_Recorded data_:
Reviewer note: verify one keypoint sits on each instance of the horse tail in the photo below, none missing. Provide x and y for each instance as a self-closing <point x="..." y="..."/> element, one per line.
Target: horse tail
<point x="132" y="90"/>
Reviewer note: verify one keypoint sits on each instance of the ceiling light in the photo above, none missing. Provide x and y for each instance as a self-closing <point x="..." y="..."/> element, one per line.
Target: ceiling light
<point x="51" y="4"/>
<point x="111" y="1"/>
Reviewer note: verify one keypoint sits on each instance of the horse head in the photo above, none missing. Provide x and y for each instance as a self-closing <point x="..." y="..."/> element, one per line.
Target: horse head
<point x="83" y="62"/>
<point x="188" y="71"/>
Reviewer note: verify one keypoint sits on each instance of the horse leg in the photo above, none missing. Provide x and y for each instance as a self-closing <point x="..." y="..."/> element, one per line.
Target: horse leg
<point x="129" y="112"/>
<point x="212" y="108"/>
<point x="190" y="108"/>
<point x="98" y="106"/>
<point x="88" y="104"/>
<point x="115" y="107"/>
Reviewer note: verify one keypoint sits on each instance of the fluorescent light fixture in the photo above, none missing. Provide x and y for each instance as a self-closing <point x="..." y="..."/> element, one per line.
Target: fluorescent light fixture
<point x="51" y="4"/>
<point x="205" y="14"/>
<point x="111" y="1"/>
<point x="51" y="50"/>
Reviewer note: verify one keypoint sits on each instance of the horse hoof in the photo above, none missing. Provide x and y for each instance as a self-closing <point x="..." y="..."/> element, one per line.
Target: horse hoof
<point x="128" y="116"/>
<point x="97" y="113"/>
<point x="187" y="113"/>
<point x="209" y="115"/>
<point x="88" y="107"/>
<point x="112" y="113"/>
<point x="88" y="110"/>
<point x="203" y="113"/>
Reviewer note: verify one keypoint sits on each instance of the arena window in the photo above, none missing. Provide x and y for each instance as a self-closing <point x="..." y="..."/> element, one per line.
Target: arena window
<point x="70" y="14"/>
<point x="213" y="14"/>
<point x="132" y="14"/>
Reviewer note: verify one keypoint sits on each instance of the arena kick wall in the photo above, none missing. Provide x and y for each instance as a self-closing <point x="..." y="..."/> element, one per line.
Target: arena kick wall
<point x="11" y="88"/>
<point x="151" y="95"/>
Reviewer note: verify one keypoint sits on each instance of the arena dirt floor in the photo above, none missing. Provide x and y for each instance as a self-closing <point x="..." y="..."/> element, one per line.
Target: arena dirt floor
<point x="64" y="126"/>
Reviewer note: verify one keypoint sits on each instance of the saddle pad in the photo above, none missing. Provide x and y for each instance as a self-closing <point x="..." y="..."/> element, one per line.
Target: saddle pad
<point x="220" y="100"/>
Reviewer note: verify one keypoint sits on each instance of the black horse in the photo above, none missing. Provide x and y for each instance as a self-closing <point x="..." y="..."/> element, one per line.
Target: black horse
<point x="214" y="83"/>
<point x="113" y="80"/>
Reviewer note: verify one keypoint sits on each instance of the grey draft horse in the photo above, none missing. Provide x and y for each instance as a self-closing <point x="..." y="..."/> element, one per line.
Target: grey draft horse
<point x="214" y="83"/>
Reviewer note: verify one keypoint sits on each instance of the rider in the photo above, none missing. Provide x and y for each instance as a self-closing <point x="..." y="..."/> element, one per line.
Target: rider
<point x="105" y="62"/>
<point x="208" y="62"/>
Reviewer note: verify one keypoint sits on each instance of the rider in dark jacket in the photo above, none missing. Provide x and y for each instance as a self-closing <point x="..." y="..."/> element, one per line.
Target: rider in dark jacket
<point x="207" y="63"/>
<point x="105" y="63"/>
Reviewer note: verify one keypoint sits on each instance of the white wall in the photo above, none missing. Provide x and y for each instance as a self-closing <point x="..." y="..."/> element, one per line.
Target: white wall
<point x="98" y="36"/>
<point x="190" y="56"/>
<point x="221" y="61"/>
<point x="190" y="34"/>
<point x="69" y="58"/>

_Problem to work on_: Shift every x and y coordinate up by 9 in the part of the records that opens with the line containing "of the black" and runs through their end. Write out each line of that part again in full, with all other text unchanged.

_Result of this task_:
Reviewer note: verify one keypoint sits on each instance of the black horse in the photo above, none missing. Provide x and y for each instance as a self-closing <point x="..." y="..."/> element, one per line.
Target: black horse
<point x="223" y="92"/>
<point x="122" y="89"/>
Reviewer note: verify one keypoint sits on each instance of the grey draft horse in the photo above, none missing. Provide x and y for each instance as a self-closing <point x="..." y="..."/> element, one per line.
Target: grey draft horse
<point x="223" y="92"/>
Reviewer note: verify one keypoint sits on each instance of the rider in the photo above, none missing. Provide x and y for each instance as a self-closing <point x="..." y="..."/> element, one per line.
Target: rider
<point x="114" y="71"/>
<point x="217" y="71"/>
Reviewer note: verify one keypoint sits on each instance of the rider in dark jacket in the photo above, none missing. Provide x and y for each instance as a self-closing <point x="..." y="..."/> element, one per line.
Target: rider in dark jacket
<point x="216" y="72"/>
<point x="114" y="72"/>
Reviewer note: verify one keypoint sits on each instance of the white wall in the photo above, none missing. Provide x and y for each instance as a self-closing <point x="..." y="..."/> element, one per line.
Target: white wall
<point x="107" y="45"/>
<point x="199" y="65"/>
<point x="230" y="70"/>
<point x="199" y="43"/>
<point x="78" y="67"/>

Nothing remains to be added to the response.